AVAILABLE RECORDS:

◇ ◇ ◇ ◇ ◇ ◇ ◇

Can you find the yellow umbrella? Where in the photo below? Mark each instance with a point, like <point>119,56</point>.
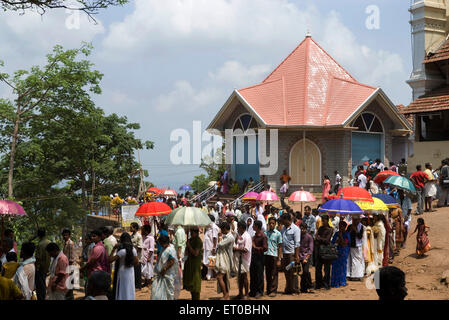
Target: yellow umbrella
<point>376,206</point>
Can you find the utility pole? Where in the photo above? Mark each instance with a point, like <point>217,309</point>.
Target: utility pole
<point>142,186</point>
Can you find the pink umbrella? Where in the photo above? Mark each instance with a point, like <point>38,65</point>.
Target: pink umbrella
<point>250,196</point>
<point>267,196</point>
<point>169,192</point>
<point>8,207</point>
<point>301,196</point>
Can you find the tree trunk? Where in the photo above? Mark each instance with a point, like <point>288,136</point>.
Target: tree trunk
<point>12,155</point>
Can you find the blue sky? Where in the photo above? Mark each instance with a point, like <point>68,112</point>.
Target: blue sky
<point>167,62</point>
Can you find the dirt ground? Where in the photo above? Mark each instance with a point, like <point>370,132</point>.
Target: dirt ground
<point>422,275</point>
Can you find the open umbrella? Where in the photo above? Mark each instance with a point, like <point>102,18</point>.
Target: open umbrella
<point>8,207</point>
<point>391,202</point>
<point>401,183</point>
<point>342,206</point>
<point>212,183</point>
<point>153,208</point>
<point>301,196</point>
<point>188,217</point>
<point>168,192</point>
<point>185,187</point>
<point>355,194</point>
<point>267,196</point>
<point>378,206</point>
<point>250,196</point>
<point>381,176</point>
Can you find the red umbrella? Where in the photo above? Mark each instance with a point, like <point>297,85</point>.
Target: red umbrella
<point>153,209</point>
<point>383,175</point>
<point>355,194</point>
<point>8,207</point>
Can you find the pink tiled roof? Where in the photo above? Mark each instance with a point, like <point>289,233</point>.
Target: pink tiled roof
<point>308,88</point>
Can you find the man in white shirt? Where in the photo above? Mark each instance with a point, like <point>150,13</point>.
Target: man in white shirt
<point>210,245</point>
<point>361,180</point>
<point>379,165</point>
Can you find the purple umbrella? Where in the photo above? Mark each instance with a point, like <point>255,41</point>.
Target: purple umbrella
<point>8,207</point>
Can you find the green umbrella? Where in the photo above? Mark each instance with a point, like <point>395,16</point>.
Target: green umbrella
<point>188,217</point>
<point>401,183</point>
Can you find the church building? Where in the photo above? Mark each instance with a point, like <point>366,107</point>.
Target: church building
<point>326,120</point>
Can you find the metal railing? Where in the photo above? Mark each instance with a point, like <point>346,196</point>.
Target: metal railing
<point>257,188</point>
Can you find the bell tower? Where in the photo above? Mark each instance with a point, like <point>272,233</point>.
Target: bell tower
<point>429,27</point>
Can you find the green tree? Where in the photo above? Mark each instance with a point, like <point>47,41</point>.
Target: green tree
<point>90,7</point>
<point>200,183</point>
<point>68,151</point>
<point>214,166</point>
<point>64,82</point>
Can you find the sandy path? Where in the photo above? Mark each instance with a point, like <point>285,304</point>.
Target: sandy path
<point>422,275</point>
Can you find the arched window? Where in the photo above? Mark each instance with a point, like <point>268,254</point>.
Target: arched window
<point>245,122</point>
<point>305,163</point>
<point>369,123</point>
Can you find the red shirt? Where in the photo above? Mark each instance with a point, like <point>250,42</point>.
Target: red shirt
<point>420,178</point>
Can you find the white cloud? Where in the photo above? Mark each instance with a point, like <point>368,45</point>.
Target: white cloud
<point>28,38</point>
<point>253,32</point>
<point>184,97</point>
<point>237,75</point>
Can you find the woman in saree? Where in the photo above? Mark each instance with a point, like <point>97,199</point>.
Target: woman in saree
<point>326,189</point>
<point>339,267</point>
<point>192,267</point>
<point>379,233</point>
<point>167,284</point>
<point>422,240</point>
<point>125,260</point>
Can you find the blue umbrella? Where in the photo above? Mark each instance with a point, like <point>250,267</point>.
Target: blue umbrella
<point>388,200</point>
<point>343,206</point>
<point>185,187</point>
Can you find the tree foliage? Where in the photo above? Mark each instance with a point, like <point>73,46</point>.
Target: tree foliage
<point>68,151</point>
<point>200,183</point>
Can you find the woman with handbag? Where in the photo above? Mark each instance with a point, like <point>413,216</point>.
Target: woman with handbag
<point>339,267</point>
<point>322,245</point>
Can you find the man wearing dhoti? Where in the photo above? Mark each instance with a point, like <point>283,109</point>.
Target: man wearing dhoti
<point>379,241</point>
<point>356,260</point>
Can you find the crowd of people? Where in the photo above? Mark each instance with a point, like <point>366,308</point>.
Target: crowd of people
<point>252,241</point>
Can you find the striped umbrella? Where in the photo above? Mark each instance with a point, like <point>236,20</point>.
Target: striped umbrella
<point>378,206</point>
<point>355,194</point>
<point>391,202</point>
<point>342,206</point>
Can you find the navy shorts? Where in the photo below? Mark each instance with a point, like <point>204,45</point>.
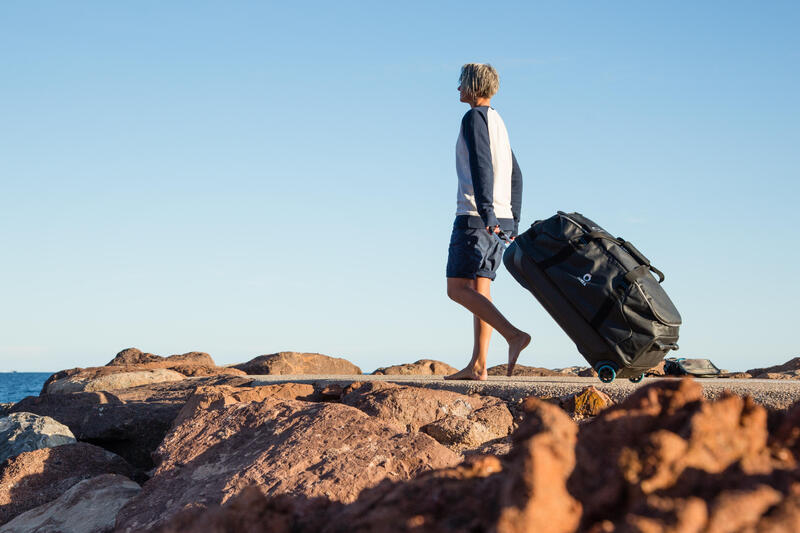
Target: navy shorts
<point>473,252</point>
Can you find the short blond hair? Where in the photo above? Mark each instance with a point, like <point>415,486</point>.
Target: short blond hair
<point>479,80</point>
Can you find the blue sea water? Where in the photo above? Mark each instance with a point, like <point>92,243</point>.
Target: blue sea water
<point>14,386</point>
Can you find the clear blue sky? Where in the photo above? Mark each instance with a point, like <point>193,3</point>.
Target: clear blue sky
<point>248,177</point>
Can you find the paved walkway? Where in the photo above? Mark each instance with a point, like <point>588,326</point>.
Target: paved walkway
<point>777,394</point>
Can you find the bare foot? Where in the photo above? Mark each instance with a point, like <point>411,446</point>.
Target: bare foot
<point>515,346</point>
<point>469,373</point>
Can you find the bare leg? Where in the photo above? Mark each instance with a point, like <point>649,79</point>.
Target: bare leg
<point>475,295</point>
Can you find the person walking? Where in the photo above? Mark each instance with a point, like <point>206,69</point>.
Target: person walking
<point>489,202</point>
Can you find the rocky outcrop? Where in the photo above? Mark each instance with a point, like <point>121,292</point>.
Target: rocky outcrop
<point>589,402</point>
<point>408,408</point>
<point>294,363</point>
<point>665,459</point>
<point>491,422</point>
<point>135,368</point>
<point>35,478</point>
<point>90,506</point>
<point>287,447</point>
<point>524,492</point>
<point>788,370</point>
<point>215,397</point>
<point>522,370</point>
<point>97,380</point>
<point>129,422</point>
<point>423,367</point>
<point>24,432</point>
<point>134,356</point>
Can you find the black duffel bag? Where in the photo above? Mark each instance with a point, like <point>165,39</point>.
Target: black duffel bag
<point>601,291</point>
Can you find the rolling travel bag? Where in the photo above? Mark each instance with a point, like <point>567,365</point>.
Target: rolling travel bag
<point>600,290</point>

◇ ◇ ◇ ◇ ◇ ◇ ◇

ASSIGNMENT: Look through the entries above and quote exactly the lines from the line with "Can you find the utility" to the line with "Can you find the blue sky?", counting both of those lines.

ANSWER FOR THE TASK:
Can you find the utility pole? Where in the photo above? Mark each instance with a point, like <point>217,309</point>.
Target: utility pole
<point>142,186</point>
Can you find the pink umbrella? Where in the photo above? Mark each instance with a point, like <point>38,65</point>.
Target: pink umbrella
<point>250,196</point>
<point>267,196</point>
<point>169,192</point>
<point>8,207</point>
<point>301,196</point>
Can you find the tree trunk? Where in the photo above? Mark each instance with a point, like <point>288,136</point>.
Target: tree trunk
<point>12,155</point>
Can you find the blue sky? Where in the photo above? Mark each instance with a point, like <point>68,112</point>.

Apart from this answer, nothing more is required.